■ The data:
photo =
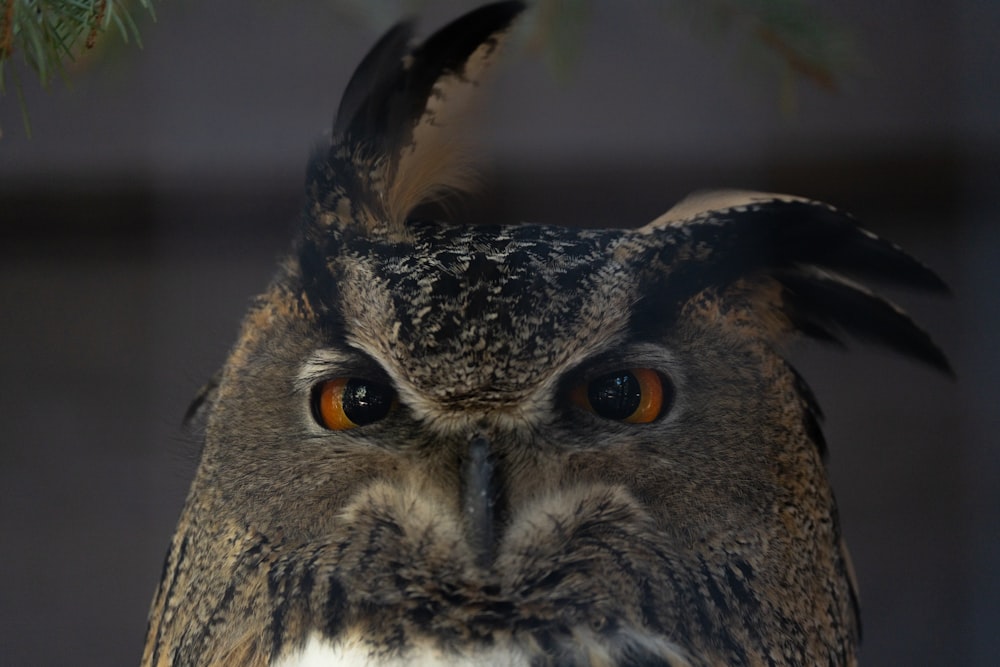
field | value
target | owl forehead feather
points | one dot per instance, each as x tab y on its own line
454	287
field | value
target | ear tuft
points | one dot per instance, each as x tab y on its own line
718	239
396	137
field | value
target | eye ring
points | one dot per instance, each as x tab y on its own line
632	395
347	402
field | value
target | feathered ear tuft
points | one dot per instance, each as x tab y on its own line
804	248
396	139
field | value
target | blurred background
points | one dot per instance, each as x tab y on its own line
160	187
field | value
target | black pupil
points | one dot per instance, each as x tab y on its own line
366	402
615	396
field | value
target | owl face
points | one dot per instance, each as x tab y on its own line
443	443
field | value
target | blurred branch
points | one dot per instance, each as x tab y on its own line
50	35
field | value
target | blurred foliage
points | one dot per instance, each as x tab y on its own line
51	36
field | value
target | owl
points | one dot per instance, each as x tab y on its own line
438	443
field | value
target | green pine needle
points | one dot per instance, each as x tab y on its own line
49	35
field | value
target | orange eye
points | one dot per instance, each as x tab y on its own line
634	395
344	403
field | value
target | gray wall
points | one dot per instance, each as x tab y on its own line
157	191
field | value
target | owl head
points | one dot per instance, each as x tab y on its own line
522	444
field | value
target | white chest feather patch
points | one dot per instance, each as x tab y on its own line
353	652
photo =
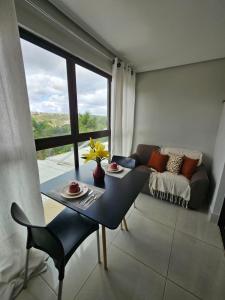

■ Your instructions:
Omit the pictures, then set down all the remaining data exactly as given.

■ Response to the task:
photo =
field | value
target | owl forehead feather
points | one dot per instance, each as x tab y on its own line
454	287
field | value
target | ear tuft
points | one dot per instance, each as x tab y on its own line
718	239
396	137
field | value
target | eye ring
points | one dot per instance, each as x tab y on its own line
632	395
347	402
field | value
target | feathered ear tuft
points | one dot per instance, each as x tab y on its own line
804	248
396	139
field | value
target | blurred background
points | one dot per instance, each as x tab y on its own line
160	187
field | value
target | black pupil
points | one dot per instance, each as x tab y on its own line
366	402
615	396
field | value
target | owl face
points | one dot per instance, each as x tab y on its own line
443	443
field | value
target | blurred branch
points | one dot per instance, each as x tab y on its own line
50	35
field | value
target | blurred foliage
points | one dot per instance, each as x tab y on its own line
51	36
field | value
target | owl
points | one dot per instance, each as x tab y on its own line
438	443
field | value
target | green pine needle
points | one dot per instance, each as x tab y on its own line
49	35
field | value
target | orange eye
points | one dot per instance, each as x tab y on its own line
634	395
344	403
field | value
target | gray wall
points | one dot per instance, each as x tab y on its own line
157	191
field | value
target | owl head
points | one dot per instance, each as x tab y on its own line
522	444
field | value
target | white chest feather patch
points | one dot per instance, each as x tab y on its own line
353	652
photo =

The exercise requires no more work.